> What is being asked:
For each record below, retype the text exactly and omit any image.

%%

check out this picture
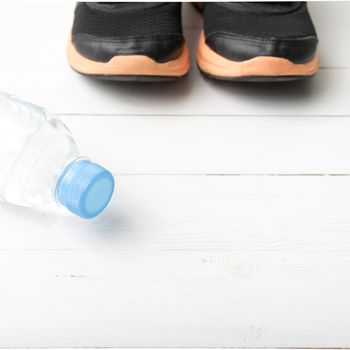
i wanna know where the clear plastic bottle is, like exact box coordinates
[0,92,115,219]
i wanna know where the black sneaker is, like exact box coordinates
[196,2,319,82]
[67,2,190,82]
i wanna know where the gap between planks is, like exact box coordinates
[57,114,350,118]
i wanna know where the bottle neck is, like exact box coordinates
[54,156,88,205]
[55,158,115,219]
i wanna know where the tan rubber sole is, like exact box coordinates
[196,31,319,79]
[67,39,190,78]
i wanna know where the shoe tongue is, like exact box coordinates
[99,2,141,8]
[227,2,302,15]
[90,2,164,11]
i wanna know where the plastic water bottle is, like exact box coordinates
[0,92,115,219]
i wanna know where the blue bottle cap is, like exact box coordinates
[56,158,115,219]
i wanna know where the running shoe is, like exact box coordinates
[196,2,319,82]
[68,2,190,81]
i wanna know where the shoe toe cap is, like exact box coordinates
[72,34,185,63]
[206,33,318,64]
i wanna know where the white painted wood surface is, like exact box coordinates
[62,115,350,175]
[2,175,350,348]
[0,1,350,348]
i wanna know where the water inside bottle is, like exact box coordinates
[0,93,79,206]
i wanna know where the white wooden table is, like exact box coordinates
[0,2,349,348]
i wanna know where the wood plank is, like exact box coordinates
[59,115,350,175]
[7,66,350,117]
[0,2,349,116]
[0,249,349,347]
[2,175,350,251]
[308,1,350,68]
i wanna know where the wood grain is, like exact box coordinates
[0,2,349,348]
[1,175,350,347]
[61,115,350,175]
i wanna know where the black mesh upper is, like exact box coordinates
[72,2,183,38]
[203,2,317,39]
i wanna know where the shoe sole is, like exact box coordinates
[67,38,191,82]
[196,31,319,82]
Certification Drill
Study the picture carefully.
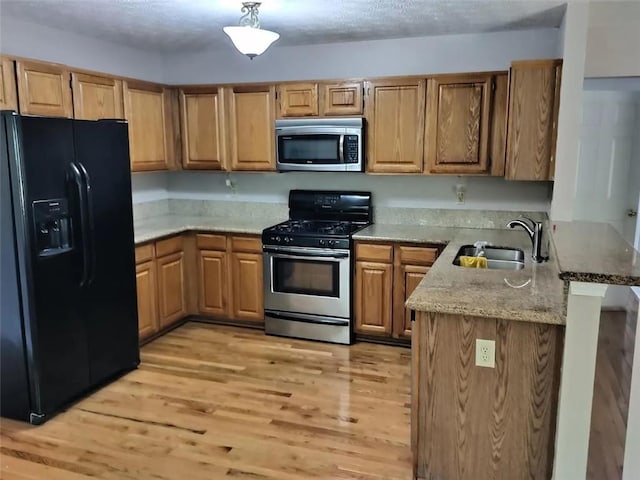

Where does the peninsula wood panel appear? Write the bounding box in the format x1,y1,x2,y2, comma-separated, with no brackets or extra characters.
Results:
321,81,363,116
179,87,225,170
124,81,173,172
156,251,187,329
230,251,264,322
0,56,18,111
365,79,426,173
355,260,393,335
135,260,159,340
489,73,509,176
412,312,563,480
425,75,492,174
506,59,562,181
226,85,276,171
277,82,318,117
71,72,124,120
198,250,229,317
15,60,73,117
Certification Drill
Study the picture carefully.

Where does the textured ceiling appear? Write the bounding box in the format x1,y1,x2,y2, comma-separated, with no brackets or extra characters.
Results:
0,0,567,53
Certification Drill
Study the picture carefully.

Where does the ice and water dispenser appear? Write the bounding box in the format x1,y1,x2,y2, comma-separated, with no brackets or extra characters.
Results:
32,199,72,257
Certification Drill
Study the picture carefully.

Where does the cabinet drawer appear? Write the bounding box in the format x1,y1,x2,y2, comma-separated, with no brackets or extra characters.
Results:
155,235,183,257
196,233,227,251
396,245,438,266
356,243,393,262
135,243,155,264
230,235,262,253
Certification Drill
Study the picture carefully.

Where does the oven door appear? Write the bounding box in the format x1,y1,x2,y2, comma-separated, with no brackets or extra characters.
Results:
263,246,350,318
276,131,347,172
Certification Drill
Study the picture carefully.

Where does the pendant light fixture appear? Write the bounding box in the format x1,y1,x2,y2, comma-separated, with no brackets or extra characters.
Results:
223,2,280,59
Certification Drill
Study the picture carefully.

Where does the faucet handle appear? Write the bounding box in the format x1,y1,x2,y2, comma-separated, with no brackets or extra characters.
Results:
522,216,542,229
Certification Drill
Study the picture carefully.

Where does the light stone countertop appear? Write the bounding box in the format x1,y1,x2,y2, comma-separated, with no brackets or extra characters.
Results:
402,228,566,325
134,215,285,244
353,224,456,244
551,221,640,286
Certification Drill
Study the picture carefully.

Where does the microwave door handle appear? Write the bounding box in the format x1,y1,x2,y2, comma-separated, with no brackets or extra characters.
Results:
339,134,345,163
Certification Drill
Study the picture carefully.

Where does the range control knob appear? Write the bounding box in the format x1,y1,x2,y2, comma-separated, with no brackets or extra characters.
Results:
319,239,326,246
328,240,335,247
284,236,291,243
275,236,281,242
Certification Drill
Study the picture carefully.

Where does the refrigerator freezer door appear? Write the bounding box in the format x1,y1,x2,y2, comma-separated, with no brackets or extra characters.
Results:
6,114,91,421
72,120,139,386
1,114,31,422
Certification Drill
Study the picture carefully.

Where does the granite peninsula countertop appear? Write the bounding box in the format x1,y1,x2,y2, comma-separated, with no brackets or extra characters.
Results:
551,221,640,286
134,214,285,244
398,227,566,325
353,224,456,244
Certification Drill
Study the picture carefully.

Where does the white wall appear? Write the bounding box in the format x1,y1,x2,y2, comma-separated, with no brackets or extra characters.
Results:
550,2,589,221
585,2,640,78
168,171,551,211
131,172,169,204
0,17,164,82
164,28,559,84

%%

> Result for this exercise:
check out this picture
i wanna know where the clear plastic bottle is, like exact box coordinates
[0,92,115,219]
i wanna know where the black sneaker is, like exact box coordinates
[196,2,319,82]
[67,2,190,82]
i wanna know where the gap between planks is, like exact box coordinates
[57,114,350,118]
i wanna know where the bottle neck is, like exact box coordinates
[54,156,88,205]
[55,158,115,219]
i wanna know where the tan rubber sole is, like exact box coordinates
[196,31,319,79]
[67,39,190,78]
i wanna know where the shoe tongue is, like exact box coordinates
[99,2,141,8]
[227,2,302,15]
[90,2,164,11]
i wanna know where the plastic water bottle is, like exact box coordinates
[0,92,115,219]
i wanna know where the blue bottle cap is, like exact box coordinates
[56,158,115,219]
i wanna know where the running shoe is, like exact box coordinates
[196,2,319,82]
[68,2,190,81]
i wanna know where the shoe toe cap is, like exact box coordinates
[72,34,185,63]
[206,33,318,64]
i wanna know where the white painted wood surface is, like exact box coordinates
[62,115,350,175]
[2,175,350,348]
[0,1,350,348]
i wanna know where the water inside bottle is, like exact box coordinates
[0,93,79,206]
i wanna know where the white wooden table is, like exact box coordinates
[0,2,349,348]
i wanna know where the wood plank is, like exact box coordinates
[59,115,350,175]
[7,66,350,117]
[0,2,349,116]
[0,249,349,347]
[2,175,350,251]
[308,1,350,68]
i wanna know where the wood grain is, like exact box coordinates
[0,2,349,348]
[1,175,350,347]
[61,115,350,175]
i wanna know where the black mesh upper is, like exact box coordinates
[72,2,183,38]
[203,2,317,39]
i wanna know where the shoe sole is, like exact box coordinates
[67,38,191,82]
[196,31,319,82]
Certification Drill
Study the picture carefully.

Where does the peninsula wood panel appear? Write the bounding box in the format x1,y1,x2,y2, comma-separated, with no brackets or extra characters.
Results:
321,81,363,116
179,87,225,170
124,81,173,172
156,251,187,329
230,251,264,322
0,56,18,111
365,79,426,173
355,260,393,335
135,260,159,340
489,73,509,176
412,312,563,480
425,75,492,174
506,59,562,181
226,85,276,171
277,82,318,117
71,72,124,120
198,250,229,317
15,60,73,117
Certification Drill
Study the picture carefully.

Where does the textured ceiling appear? Write the bounding box in the format x1,y1,x2,y2, comma-separated, with no brackets or extra characters.
Results:
0,0,567,53
Certification Drill
Study the picture carefully.

Where does the ice and water dispenser appear? Write the bounding box in the format x1,y1,x2,y2, comma-separated, with no brackets or extra characters.
Results:
32,199,72,257
Certification Drill
Study the picture carefully.

Where does the cabinet drawer appear? Write the bounding box in the format x1,y1,x2,y2, comma-separated, with no brackets or extra characters.
Results:
155,235,183,257
196,233,227,251
396,245,438,266
356,243,393,262
135,243,155,264
230,235,262,253
Certification Drill
Study the picture carefully.

Where does the oven door appear? Write the bounding box in the format x1,y1,x2,y2, comma-separated, with no brackets or extra characters.
Results:
263,246,350,318
276,131,347,172
Certification Drill
Study the picture carefully.

Where does the pendant light fixture appear? Write the bounding box in the format x1,y1,x2,y2, comma-separated, with no brackets or extra characters.
Results:
223,2,280,59
Certification Drill
Study the picture carefully.

Where does the faucet handle appear? Write the bounding box in the format x1,y1,x2,y2, comma-separated, with no brackets or extra characters.
Results:
522,216,542,229
Certification Drill
Study the picture carefully.

Where does the light stone countertop appear? Write the bounding box in the format x1,y1,x2,y2, comma-separated, with no brackets or extra characters.
Results:
402,228,566,325
134,215,285,244
353,224,456,244
551,221,640,286
Certification Drill
Study the picture carefully.

Where does the microwave door handle appear? Write the bounding box in the format x1,y1,x2,y2, comma-separated, with no brackets or extra characters.
Results:
339,134,345,163
Certification Drill
Study the picture carefully.

Where does the range control knob appear? Write the bounding box in the format x1,y1,x2,y2, comma-separated, with no brackets or extra characters.
Results:
319,239,326,246
328,240,335,247
284,236,291,243
275,236,281,242
Certification Drill
Study the picture carefully.

Where does the refrigerator freezer door appear? Write the bounding box in the format x1,y1,x2,y2, comma-separated, with no brackets or extra characters.
Results:
6,114,91,421
72,120,139,386
1,114,31,422
Certification Drill
Study the picture carefully.

Where does the granite peninsula countertop appear? Write the bounding box in the format x1,y1,x2,y2, comma-separated, with no brackets or extra characters.
Results:
551,221,640,286
134,214,285,244
398,227,566,325
353,224,456,244
Certification Drill
Study the picture carefully.

Where does the white wall appear? Write the bounding box in the format x1,y1,x2,y2, comma-separated, with no brackets or extra characters.
Results:
550,2,589,221
585,2,640,78
168,171,551,211
131,172,169,204
0,17,164,82
164,28,559,84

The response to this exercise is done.